- **Passage cité**
►
Intemporelles, quasi romaines, son sens du travail et sa philosophie de l’action.
Il connait mieux les dossiers inscrits à l’ordre du jour du Conseil des ministres que ceux qui les présentent. Il reprochera à Chaban-Delmas de ne pas assez travailler et de remplacer l’action, qui conduit souvent à l’impopularité, par la parole. « La nouvelle société », « le changement » et autres mots que son Premier ministre lance avec gourmandise sans même l’avoir prévenu auparavant, c’est pour lui un « langage bon pour les intellectuels parisiens qui ne savent pas reconnaitre une vache d’un taureau ». Il estime, écrit Jérémie Gallon, « qu’un homme d’Etat a la responsabilité de ne jamais confondre la parole et l’action ». La parole d’un politique, fût-il chef de l’Etat, n’est pas performative contrairement à celle du Créateur. Pompidou précise sa pensée dans « Le nœud gordien », son testament politique publié après sa mort : « lorsqu’on a la responsabilité de gouverner un peuple, on n’a pas le droit de le précipiter dans l’inconnu sous prétexte que c’est amusant de détruire et que ce qui viendrait ensuite pourrait être meilleur ». Il assume ce conservatisme de droite et reproche à Chaban-Delmas de se vouloir en même temps de droite et de gauche.
Intemporel le sens de la dignité qui a toujours prévalu chez lui. Sens de l’honneur sur le plan personnel, dignité des fonctions exercées, respect pour les références sociales et culturelles des Français de toutes origines qu’il rencontrait. Devenu par ses fonctions à la banque Rothschild un habitué de la haute société parisienne, il n’a jamais eu de réflexe de caste ou de jugement préconçu sur ses contemporains. Après son élection, il déclare « ce qui compte, c’est que mon mandat soit pour la France une période de sécurité et de rénovation, de bonheur et de dignité ». C’est à Georges Pompidou, qui a donné des consignes très strictes au préfet Grimaud, qu’on doit l’absence de mort dans les émeutes de mai 1968. Il déclarera lui-même : « la France n’accepte pas qu’on tue des jeunes et moi-même ne pouvais en supporter l’idée ».
◄
- **Travail demandé**
Réduisez en une courte liste le paragraphe du passage sur Georges Pompidou ci-dessus qui commence par « Intemporel le sens de la dignité », en gardant ses faits principaux.

- **Données fournies**
►
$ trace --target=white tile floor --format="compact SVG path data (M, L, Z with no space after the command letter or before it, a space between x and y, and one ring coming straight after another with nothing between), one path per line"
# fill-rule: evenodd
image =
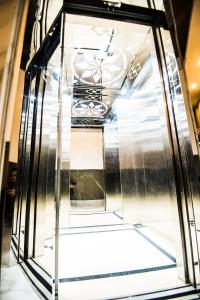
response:
M21 267L16 264L4 266L1 270L1 300L39 300L41 299L24 275Z
M60 300L114 299L183 285L178 280L173 260L137 232L174 256L171 243L153 229L140 227L135 230L132 225L122 224L120 218L111 213L73 215L71 227L60 231L59 271L63 279L59 284ZM47 240L46 246L51 245L52 240ZM52 249L45 248L45 254L38 258L38 262L48 270ZM173 268L83 280L86 279L84 276L107 276L160 266ZM2 275L1 300L40 299L19 266L5 268ZM76 281L77 277L82 280Z
M63 282L59 284L59 291L62 300L111 299L183 285L178 280L174 261L132 225L122 224L116 215L80 213L71 215L70 220L71 228L60 230L59 272ZM149 227L137 230L175 257L173 244L159 232ZM47 241L48 246L51 243L51 240ZM47 253L50 254L49 248ZM45 265L42 257L40 263ZM106 277L112 273L162 266L173 268ZM48 267L46 264L45 268ZM102 274L105 277L101 279L84 277Z

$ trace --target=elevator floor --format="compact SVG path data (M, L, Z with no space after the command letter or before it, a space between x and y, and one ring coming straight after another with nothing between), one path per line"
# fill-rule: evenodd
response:
M59 242L63 299L112 299L183 285L166 238L141 224L123 224L118 212L73 212ZM46 240L46 255L37 258L47 270L52 246Z

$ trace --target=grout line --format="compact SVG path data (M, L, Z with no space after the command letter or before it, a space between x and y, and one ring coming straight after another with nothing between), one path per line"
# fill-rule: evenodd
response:
M170 253L168 253L166 250L164 250L162 247L157 245L155 242L153 242L150 238L148 238L145 234L140 232L137 228L134 228L134 230L141 235L145 240L147 240L151 245L153 245L156 249L158 249L160 252L162 252L165 256L167 256L169 259L171 259L174 263L176 263L176 258L173 257Z
M151 268L146 268L146 269L115 272L115 273L105 273L105 274L96 274L96 275L88 275L88 276L80 276L80 277L60 278L59 282L64 283L64 282L84 281L84 280L94 280L94 279L102 279L102 278L109 278L109 277L127 276L127 275L160 271L160 270L166 270L166 269L172 269L172 268L176 268L176 264L159 266L159 267L151 267Z

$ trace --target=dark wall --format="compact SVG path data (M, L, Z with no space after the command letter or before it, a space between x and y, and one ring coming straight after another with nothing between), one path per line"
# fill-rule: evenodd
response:
M71 200L99 200L104 199L104 171L103 170L70 170L70 180L76 182Z

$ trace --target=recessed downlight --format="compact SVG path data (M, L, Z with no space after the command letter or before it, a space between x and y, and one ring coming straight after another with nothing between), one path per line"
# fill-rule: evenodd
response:
M191 85L190 85L190 89L191 90L194 90L194 89L196 89L197 88L197 83L192 83Z

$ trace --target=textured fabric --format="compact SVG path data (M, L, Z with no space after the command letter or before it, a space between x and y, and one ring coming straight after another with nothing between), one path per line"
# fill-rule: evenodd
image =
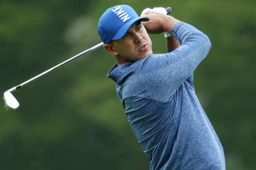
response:
M180 22L181 46L116 65L108 76L151 170L225 170L223 149L195 94L193 72L211 47L207 35Z

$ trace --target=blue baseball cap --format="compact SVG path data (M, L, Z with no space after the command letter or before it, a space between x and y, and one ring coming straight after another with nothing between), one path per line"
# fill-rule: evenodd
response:
M116 5L109 8L101 16L98 24L98 32L105 44L122 38L133 23L139 20L148 21L148 18L139 17L131 6Z

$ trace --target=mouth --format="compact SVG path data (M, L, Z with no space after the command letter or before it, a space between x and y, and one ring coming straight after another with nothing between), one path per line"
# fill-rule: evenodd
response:
M147 45L146 44L143 44L140 47L138 50L138 51L139 52L144 51L147 48Z

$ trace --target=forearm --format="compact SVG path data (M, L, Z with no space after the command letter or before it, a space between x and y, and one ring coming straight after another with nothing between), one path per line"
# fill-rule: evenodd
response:
M163 29L172 35L172 29L175 24L180 22L171 16L167 16L163 25ZM173 36L166 38L166 45L167 49L174 50L179 47L180 44Z

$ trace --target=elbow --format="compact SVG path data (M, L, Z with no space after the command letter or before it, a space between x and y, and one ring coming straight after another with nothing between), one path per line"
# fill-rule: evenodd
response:
M205 51L207 52L207 53L210 50L211 47L212 47L212 44L211 43L210 39L209 39L209 37L208 37L206 35L204 34L204 46L205 48Z

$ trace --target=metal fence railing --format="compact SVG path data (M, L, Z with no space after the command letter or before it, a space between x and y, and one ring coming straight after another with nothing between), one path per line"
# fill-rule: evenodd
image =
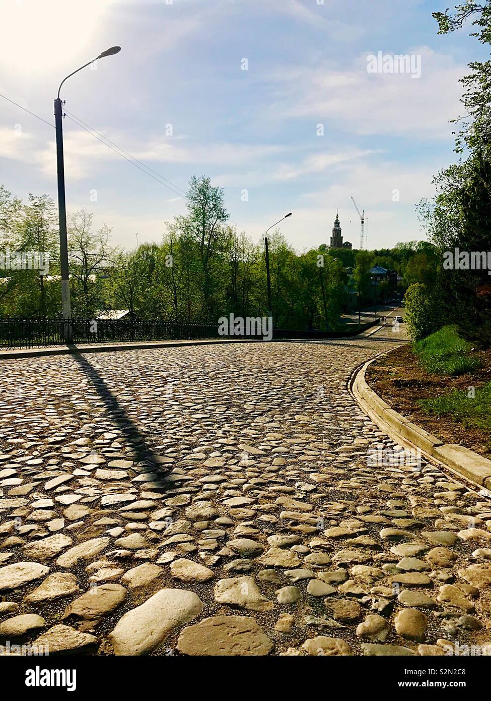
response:
M329 339L350 336L373 325L353 325L340 332L299 331L273 328L273 339ZM0 317L0 347L74 343L177 341L193 339L235 339L219 334L218 324L176 323L161 320L18 318ZM262 336L249 336L251 340Z

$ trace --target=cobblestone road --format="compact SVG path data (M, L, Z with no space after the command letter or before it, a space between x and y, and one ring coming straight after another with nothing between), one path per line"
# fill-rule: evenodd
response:
M0 361L4 650L485 645L491 501L347 388L390 336Z

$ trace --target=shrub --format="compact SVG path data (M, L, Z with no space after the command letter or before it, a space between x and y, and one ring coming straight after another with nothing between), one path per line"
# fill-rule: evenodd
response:
M425 285L420 283L410 285L404 296L404 301L405 321L413 341L424 339L442 325L438 319L438 306Z

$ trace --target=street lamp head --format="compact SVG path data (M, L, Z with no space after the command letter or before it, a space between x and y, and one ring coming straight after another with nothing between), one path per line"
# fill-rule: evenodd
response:
M120 50L120 46L111 46L111 48L108 48L107 50L103 51L102 53L99 53L97 58L104 58L106 56L113 56L115 53L119 53Z

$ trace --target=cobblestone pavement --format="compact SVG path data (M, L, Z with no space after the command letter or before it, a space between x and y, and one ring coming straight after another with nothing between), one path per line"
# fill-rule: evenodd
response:
M4 651L487 644L491 502L347 388L389 336L0 361Z

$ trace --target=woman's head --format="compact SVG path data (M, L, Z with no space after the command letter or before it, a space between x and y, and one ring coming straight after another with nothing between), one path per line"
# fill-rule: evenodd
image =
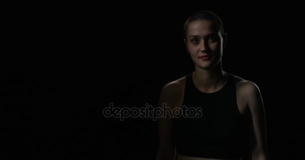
◄
- **Résultat obtenu**
- Le sens de la dignité a toujours prévalu chez Pompidou : honneur personnel, dignité des fonctions exercées, respect des références sociales et culturelles des Français de toutes origines.
- Habitué de la haute société parisienne par ses fonctions à la banque Rothschild, il n'a jamais eu de réflexe de caste ni de jugement préconçu sur ses contemporains.
- Après son élection, il souhaite que son mandat soit pour la France « une période de sécurité et de rénovation, de bonheur et de dignité ».
- Ses consignes très strictes au préfet Grimaud expliquent l'absence de mort dans les émeutes de mai 1968. Il affirmait lui-même ne pas pouvoir supporter l'idée qu'on tue des jeunes.